PASSAGE:
- - -
# Taco taco



## rebellorebellion (Jul 21, 2017)

Taco taco


----------



## RodneyFarva (Jan 18, 2007)

can it be converted to a functional weapon ?


----------



## DNorth (Jun 6, 2008)

It is perfectly legal.

Some replicas disassemble but have slightly different measurements than live firearms, so there can not be any part interchange. Other replicas do not disassemble but are in essence nearly solid pieces of metal (most parts welded together) with just a few moving parts. Even the screw heads are just molded on those, and do not actually have a role in disassembly.


----------



## rebellorebellion (Jul 21, 2017)

DNorth said:


> It is perfectly legal.
> 
> Some replicas disassemble but have slightly different measurements than live firearms, so there can not be any part interchange. Other replicas do not disassemble but are in essence nearly solid pieces of metal (most parts welded together) with just a few moving parts. Even the screw heads are just molded on those, and do not actually have a role in disassembly.


I wasn't because sure because the description said this 
"SHIPPING RESTRICTIONS

CONNECTICUT, MASSACHUSETTS, NEW YORK STATE, WISCONSIN, MINNESOTA, AND PUERTO RICO:

All replicas of antique firearms (pre-1898) are allowed. We can only ship replicas of modern firearms (post-1898) to military, police, theatrical companies, or other government account with valid proof of identity. Sufficient proof would be a copy of a purchase order or request on letterhead from one of these organizations.

ALL CUSTOMERS ARE RESPONSIBLE FOR ENSURING COMPLIANCE WITH ANY APPLICABLE LAWS OR RESTRICTIONS AT THE POINT OF DESTINATION. PLEASE CHECK LOCAL LAWS PRIOR TO ORDERING."


----------
- - -
INFORMATION SHOWN:

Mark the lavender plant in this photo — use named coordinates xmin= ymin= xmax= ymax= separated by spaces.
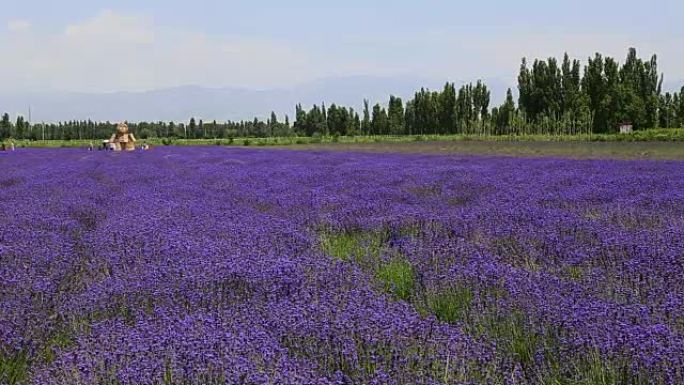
- - -
TASK TO COMPLETE: Copy out the entire forum thread word for word, changing nothing. The material is separate from the forum thread and has no connection to it.

RESULT OF THE TASK:
# Taco taco



## rebellorebellion (Jul 21, 2017)

Taco taco


----------



## RodneyFarva (Jan 18, 2007)

can it be converted to a functional weapon ?


----------



## DNorth (Jun 6, 2008)

It is perfectly legal.

Some replicas disassemble but have slightly different measurements than live firearms, so there can not be any part interchange. Other replicas do not disassemble but are in essence nearly solid pieces of metal (most parts welded together) with just a few moving parts. Even the screw heads are just molded on those, and do not actually have a role in disassembly.


----------



## rebellorebellion (Jul 21, 2017)

DNorth said:


> It is perfectly legal.
> 
> Some replicas disassemble but have slightly different measurements than live firearms, so there can not be any part interchange. Other replicas do not disassemble but are in essence nearly solid pieces of metal (most parts welded together) with just a few moving parts. Even the screw heads are just molded on those, and do not actually have a role in disassembly.


I wasn't because sure because the description said this 
"SHIPPING RESTRICTIONS

CONNECTICUT, MASSACHUSETTS, NEW YORK STATE, WISCONSIN, MINNESOTA, AND PUERTO RICO:

All replicas of antique firearms (pre-1898) are allowed. We can only ship replicas of modern firearms (post-1898) to military, police, theatrical companies, or other government account with valid proof of identity. Sufficient proof would be a copy of a purchase order or request on letterhead from one of these organizations.

ALL CUSTOMERS ARE RESPONSIBLE FOR ENSURING COMPLIANCE WITH ANY APPLICABLE LAWS OR RESTRICTIONS AT THE POINT OF DESTINATION. PLEASE CHECK LOCAL LAWS PRIOR TO ORDERING."


----------